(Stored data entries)
+ + + +

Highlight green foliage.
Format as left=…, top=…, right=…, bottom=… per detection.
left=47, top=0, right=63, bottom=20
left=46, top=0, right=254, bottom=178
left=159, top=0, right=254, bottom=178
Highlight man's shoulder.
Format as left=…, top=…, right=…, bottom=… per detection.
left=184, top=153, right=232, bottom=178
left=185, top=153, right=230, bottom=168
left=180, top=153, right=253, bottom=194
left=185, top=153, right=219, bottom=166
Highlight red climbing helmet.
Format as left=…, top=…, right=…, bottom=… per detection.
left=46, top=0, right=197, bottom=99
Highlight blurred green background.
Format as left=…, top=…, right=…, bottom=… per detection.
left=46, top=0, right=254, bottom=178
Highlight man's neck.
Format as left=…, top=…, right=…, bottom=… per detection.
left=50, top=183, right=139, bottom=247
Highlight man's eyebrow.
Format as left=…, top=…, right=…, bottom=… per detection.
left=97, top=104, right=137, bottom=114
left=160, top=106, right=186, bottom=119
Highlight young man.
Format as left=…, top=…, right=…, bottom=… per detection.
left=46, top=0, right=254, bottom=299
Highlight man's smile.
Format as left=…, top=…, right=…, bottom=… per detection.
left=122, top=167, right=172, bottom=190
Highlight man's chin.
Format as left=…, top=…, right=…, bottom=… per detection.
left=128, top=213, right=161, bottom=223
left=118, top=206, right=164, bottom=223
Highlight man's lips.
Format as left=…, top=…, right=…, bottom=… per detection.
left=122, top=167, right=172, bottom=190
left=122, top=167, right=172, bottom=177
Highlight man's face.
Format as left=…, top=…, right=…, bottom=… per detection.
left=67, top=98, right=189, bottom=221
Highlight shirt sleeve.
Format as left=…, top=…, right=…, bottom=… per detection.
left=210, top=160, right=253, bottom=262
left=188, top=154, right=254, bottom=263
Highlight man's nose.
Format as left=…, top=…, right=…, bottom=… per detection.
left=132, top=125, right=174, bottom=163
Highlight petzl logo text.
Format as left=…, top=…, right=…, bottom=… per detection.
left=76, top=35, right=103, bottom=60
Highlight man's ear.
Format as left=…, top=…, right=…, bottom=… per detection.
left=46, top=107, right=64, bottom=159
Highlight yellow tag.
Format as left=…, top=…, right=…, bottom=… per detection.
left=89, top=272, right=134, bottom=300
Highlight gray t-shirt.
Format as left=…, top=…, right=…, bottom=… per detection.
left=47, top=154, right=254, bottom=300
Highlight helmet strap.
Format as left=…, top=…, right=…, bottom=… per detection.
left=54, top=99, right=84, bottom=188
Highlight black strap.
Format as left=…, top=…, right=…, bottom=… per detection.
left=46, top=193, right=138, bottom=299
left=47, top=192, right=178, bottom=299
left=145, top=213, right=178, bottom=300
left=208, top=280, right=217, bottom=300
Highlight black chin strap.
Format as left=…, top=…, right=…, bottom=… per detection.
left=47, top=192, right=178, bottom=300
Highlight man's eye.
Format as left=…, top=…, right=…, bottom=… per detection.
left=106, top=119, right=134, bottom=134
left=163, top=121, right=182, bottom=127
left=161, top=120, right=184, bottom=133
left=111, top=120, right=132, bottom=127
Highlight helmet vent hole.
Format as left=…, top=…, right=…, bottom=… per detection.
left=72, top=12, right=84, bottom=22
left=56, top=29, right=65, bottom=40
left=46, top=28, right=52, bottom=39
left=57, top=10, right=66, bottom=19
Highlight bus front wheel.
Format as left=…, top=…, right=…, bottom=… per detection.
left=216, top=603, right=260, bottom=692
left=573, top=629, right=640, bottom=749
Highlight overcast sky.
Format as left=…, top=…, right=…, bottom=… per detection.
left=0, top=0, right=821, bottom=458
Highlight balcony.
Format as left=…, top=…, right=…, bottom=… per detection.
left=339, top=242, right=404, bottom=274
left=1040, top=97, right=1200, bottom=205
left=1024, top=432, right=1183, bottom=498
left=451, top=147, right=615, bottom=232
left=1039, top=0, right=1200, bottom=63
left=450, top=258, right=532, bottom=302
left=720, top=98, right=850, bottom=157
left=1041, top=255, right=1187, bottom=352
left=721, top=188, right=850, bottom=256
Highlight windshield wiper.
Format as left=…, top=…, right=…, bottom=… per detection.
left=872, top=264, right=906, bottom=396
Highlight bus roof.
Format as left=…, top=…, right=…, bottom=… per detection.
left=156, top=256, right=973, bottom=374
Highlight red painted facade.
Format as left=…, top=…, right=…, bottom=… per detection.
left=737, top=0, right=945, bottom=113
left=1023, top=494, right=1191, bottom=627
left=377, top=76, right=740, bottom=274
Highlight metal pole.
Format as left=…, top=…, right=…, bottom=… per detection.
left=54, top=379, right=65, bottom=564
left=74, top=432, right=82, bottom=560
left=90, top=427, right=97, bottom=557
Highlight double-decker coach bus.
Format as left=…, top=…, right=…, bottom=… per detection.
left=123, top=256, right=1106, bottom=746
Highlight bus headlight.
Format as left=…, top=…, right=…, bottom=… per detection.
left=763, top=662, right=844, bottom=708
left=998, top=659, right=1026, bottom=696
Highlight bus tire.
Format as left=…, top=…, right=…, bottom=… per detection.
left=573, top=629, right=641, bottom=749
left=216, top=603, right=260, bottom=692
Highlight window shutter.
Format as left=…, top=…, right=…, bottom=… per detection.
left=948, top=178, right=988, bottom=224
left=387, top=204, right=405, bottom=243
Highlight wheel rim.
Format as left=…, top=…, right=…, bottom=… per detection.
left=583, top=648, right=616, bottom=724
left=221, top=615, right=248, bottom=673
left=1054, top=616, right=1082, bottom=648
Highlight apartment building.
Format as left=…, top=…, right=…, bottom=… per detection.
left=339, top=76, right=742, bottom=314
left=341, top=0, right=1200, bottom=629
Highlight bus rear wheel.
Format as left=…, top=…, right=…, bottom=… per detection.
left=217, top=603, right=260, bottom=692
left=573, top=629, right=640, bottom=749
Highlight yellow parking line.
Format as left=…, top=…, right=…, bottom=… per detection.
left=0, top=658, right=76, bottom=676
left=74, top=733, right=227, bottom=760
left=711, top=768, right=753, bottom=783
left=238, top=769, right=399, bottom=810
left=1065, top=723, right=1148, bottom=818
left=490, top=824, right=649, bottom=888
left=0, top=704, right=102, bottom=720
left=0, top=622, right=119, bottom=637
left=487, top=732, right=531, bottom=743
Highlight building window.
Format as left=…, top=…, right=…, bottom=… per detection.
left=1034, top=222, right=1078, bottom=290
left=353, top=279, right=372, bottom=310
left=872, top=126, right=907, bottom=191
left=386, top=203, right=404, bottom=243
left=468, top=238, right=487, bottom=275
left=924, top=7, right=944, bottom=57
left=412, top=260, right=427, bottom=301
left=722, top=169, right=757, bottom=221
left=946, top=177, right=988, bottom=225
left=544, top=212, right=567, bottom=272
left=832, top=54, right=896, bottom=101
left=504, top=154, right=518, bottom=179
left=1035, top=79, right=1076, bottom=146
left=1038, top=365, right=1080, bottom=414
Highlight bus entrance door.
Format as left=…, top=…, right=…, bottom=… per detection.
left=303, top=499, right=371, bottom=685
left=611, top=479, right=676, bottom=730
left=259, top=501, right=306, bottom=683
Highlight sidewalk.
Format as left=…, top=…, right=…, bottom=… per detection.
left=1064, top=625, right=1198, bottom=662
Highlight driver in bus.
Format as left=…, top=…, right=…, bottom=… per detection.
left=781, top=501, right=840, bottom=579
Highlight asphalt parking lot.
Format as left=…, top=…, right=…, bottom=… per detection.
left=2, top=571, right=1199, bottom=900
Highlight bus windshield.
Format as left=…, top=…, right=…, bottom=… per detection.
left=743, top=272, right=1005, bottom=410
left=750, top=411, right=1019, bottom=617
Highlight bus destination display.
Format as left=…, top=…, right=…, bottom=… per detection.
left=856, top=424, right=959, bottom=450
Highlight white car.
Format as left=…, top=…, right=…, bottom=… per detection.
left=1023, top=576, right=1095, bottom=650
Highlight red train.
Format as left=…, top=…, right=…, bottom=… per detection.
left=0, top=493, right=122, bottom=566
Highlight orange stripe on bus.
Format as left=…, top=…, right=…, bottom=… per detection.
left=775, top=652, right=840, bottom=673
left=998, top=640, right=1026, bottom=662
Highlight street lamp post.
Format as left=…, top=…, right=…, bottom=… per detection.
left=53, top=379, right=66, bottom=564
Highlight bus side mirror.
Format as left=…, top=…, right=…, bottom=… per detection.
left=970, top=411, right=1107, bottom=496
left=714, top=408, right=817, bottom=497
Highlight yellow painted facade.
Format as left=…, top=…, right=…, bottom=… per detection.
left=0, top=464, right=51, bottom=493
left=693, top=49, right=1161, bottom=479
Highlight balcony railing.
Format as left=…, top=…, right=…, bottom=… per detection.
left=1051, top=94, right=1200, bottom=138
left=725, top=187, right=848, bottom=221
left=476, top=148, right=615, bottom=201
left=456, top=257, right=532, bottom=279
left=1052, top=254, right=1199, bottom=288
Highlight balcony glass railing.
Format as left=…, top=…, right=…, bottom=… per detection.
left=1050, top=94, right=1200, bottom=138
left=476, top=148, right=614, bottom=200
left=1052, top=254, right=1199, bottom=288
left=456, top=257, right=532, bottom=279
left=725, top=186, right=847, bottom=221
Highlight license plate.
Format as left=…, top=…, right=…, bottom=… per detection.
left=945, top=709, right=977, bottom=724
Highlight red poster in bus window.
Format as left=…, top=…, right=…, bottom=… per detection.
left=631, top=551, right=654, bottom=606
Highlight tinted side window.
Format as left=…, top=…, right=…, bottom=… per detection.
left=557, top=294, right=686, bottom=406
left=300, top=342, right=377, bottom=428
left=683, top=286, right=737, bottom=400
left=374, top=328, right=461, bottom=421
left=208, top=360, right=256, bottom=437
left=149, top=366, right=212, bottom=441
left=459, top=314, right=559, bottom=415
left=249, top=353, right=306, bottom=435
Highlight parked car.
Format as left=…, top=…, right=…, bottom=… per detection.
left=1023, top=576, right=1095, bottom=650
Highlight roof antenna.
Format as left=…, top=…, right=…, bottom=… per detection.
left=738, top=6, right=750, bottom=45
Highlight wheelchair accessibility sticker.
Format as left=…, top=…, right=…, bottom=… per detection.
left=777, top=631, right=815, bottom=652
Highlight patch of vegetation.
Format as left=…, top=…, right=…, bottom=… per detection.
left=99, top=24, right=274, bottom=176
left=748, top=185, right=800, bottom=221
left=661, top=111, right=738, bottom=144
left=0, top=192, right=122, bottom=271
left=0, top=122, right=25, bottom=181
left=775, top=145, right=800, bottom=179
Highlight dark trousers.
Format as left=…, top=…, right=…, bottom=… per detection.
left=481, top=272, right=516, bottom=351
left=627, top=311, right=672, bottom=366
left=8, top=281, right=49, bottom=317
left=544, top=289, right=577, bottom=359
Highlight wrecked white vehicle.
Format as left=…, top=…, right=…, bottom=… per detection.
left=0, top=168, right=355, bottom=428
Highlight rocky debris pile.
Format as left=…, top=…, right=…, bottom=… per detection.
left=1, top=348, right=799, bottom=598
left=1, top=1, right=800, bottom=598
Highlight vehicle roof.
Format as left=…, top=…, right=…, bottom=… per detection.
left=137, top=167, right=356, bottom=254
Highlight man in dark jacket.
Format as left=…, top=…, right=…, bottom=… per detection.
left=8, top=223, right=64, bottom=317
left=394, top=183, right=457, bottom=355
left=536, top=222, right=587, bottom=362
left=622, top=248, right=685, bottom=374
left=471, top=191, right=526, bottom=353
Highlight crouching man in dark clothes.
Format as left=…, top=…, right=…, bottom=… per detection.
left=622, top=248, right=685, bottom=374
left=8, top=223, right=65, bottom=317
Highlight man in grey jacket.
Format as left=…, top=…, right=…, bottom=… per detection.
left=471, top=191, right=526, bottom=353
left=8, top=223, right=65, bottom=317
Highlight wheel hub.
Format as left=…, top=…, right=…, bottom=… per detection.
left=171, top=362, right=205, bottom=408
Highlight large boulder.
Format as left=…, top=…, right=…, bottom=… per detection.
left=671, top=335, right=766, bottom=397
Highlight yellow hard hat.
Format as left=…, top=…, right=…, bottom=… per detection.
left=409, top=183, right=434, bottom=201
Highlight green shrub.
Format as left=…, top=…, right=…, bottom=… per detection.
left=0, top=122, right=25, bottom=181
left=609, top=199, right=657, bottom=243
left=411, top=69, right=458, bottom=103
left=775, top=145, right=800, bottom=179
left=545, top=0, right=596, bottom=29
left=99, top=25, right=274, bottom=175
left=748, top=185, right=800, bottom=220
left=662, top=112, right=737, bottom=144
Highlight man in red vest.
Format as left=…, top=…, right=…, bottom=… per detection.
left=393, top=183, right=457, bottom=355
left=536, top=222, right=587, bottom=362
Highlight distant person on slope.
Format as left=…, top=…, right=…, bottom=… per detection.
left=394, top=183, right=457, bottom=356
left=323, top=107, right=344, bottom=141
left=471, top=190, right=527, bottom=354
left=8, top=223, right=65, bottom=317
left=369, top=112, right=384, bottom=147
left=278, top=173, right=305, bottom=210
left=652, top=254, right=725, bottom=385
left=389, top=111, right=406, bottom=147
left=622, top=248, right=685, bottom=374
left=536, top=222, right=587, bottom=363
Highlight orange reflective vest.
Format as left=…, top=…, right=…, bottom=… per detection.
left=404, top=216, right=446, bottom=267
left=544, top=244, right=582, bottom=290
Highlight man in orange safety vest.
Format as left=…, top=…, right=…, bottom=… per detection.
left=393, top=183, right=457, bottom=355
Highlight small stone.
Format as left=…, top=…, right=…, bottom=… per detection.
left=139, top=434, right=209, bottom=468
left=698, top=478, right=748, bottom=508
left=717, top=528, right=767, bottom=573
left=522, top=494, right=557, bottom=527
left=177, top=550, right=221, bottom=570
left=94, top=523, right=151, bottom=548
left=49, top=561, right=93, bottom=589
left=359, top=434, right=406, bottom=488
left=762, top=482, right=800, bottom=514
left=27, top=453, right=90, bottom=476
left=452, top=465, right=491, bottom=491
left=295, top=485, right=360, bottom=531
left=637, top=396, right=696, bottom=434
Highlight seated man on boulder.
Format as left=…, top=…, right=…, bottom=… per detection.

+ + + +

■ Task directions
Each line that contains the string "strap" should be copied from the data above.

■ Solved exercise
Highlight helmet strap.
Highlight black strap.
Highlight black chin strap.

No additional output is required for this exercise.